Yuan Gao

Posted on Aug 22, 2021

PEG Parsers: sometimes more appropriate than Regex

#javascript #programming

Had a quick project recently, that inspired me to write a quick blog post about PEG parsers. Diving right in:

The problem/why I did this

Some friends have a little game project called Loungeware, a wario-ware collection of minigames, with contributions from the GameMaker community.

Its website needs a gallery of the games, and we wanted a way to keep this gallery up to date without someone having to manually go through the contributed games and copying over the metadata.

The data already exists in the repository in the form of code files for the game, so why can't we just process these and pull the data out for the website? That way the website can easily be kept up to date simply by reading the code that's already there! That's the basis of the problem.

How to solve this?

The game is written in GML, a C-syntax dynamic language, it shares some resemblance to Javascript. Here's what we have to extract:

As you can see, this is more or less indistinguishable from Javascript. It's really tempting to just feed this through as javascript, but that would lead to some weird code execution vulnerabilities.

So what are our options? Regex? It's the first thing that comes to mind when faced with some sort of data extraction problem. Can we just Regex this whole thing? I guess we could, but it would result in an incredibly long and complex Regex pattern.

Ok, so to reduce the complexity of a long Regex pattern, maybe we could split the task up into individual parts? Search for each occurance of microgame_register and then take the text after that and feed that through individual Regex patterns to extract each key? This would be better, it would make the Regex patterns more managable, and we can rely on the structure of the code to help us with decoding it.

Ok, so why not take this to the logical extreme? If the code is, at the end of the day, well-structured. What if we defined the rules for how the code should be put together? Let's say we defined rules like "An array starts with [ followed by some number of variables separated by commas and ending with ]"? This. This is exactly what PEG is for.

PEG.js

In past blog posts, where I've written about PEG, I've used Parsimonious in Python, such as three of my solutions to the 2020 Advent Of Code challenges (here, (here)[https://dev.to/meseta/advent-of-code-day-18-finally-using-peg-grammar-in-python-in-the-way-it-s-supposed-to-3253], and (here)[https://dev.to/meseta/advent-of-code-day-19-abusing-peg-grammar-in-python-the-way-it-s-not-supposed-to-2beg]). This time, because the rest of the website is javascript, I will be using PEG.js instead to avoid adding an extra programming language to the codebase.

PEG.js has a distinct advantage over parsimonious in that it has a nice web-based tool to help you write your grammar. I'll be using this online tool to walk you through how I went about writing a PEG grammar needed to process the above GML code into JSON.

* **ENTRIES SUPPLIED**
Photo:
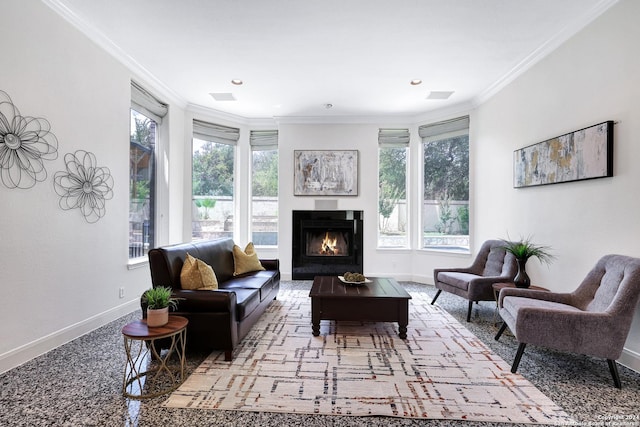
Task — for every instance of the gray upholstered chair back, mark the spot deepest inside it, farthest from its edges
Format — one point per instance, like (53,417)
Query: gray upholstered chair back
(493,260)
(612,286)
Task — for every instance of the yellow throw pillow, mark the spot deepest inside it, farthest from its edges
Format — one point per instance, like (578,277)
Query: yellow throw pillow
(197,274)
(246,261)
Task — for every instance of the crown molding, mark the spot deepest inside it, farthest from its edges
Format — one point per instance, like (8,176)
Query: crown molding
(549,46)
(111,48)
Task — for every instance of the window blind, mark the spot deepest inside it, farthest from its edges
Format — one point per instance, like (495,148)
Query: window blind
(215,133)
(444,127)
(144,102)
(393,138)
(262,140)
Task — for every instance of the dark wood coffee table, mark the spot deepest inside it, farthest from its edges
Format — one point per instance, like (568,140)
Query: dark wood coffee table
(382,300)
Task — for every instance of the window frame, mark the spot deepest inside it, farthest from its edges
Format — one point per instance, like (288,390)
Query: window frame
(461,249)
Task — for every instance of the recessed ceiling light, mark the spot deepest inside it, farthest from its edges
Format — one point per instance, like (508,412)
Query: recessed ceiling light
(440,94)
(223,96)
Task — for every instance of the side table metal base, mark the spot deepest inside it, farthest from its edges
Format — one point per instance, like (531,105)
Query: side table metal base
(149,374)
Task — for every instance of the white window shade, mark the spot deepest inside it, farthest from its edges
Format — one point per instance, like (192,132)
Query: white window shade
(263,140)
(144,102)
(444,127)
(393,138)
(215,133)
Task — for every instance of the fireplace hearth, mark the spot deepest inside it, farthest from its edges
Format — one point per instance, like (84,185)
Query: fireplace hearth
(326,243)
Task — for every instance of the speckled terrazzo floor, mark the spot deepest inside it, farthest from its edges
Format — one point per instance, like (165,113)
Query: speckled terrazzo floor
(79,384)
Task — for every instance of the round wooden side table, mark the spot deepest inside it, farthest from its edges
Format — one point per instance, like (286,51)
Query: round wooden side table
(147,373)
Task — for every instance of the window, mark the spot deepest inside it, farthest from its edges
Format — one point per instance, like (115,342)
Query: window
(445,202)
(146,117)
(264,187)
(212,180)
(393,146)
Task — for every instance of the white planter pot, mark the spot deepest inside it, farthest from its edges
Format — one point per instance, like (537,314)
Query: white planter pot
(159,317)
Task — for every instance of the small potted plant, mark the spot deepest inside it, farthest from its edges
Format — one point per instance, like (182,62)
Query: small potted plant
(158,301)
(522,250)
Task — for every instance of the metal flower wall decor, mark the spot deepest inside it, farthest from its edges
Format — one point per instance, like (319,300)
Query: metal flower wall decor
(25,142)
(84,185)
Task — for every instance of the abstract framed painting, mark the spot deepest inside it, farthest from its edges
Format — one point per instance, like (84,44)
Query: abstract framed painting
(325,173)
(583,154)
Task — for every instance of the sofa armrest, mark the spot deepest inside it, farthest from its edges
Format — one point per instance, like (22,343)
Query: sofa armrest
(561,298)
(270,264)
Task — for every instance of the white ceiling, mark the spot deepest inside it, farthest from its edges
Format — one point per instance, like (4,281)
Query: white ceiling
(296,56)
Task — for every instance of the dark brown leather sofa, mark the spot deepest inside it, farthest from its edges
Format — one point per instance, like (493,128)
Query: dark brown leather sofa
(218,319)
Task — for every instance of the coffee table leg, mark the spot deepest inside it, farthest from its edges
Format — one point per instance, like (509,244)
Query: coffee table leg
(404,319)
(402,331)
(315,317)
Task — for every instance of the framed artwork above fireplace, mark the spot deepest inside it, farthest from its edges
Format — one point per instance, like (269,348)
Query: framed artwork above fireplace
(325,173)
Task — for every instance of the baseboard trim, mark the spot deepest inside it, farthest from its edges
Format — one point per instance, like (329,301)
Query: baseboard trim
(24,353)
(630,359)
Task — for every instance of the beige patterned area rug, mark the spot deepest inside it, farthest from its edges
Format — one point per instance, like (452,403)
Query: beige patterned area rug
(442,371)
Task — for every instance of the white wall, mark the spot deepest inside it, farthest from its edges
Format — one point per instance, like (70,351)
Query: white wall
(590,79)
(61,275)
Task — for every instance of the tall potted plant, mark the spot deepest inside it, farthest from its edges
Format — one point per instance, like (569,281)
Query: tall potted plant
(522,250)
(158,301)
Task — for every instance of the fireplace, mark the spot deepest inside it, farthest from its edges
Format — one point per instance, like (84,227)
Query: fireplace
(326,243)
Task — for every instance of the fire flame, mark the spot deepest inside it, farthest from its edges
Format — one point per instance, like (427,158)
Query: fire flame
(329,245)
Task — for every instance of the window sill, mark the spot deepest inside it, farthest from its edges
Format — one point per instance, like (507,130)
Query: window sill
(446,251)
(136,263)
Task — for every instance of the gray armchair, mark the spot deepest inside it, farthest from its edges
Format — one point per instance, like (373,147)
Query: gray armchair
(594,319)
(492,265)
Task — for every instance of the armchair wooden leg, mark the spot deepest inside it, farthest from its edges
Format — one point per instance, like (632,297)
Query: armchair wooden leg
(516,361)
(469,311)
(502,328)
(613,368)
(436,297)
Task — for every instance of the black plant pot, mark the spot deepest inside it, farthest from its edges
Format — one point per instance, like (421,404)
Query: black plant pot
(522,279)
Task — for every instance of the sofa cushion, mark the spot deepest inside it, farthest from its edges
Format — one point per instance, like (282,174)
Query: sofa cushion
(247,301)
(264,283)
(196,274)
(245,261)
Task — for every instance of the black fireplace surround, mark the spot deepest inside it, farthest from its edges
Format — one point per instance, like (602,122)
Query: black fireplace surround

* **THE TASKS**
1. List the section headings in the PEG parsers post, leaving out its title.
2. Find each line of the records containing the word "armchair" and copy those lines out.
The records are unrelated to the PEG parsers post.

* **RESULTS FOR THE EXERCISE**
1.
- The problem/why I did this
- How to solve this?
- PEG.js

2.
Task — for every instance of the gray armchair, mark the spot deepest inside it, farthest from its edges
Query: gray armchair
Task — for every instance of the armchair wooden leg, mark the spot deepest inside it, farthest from its edges
Query: armchair wooden leg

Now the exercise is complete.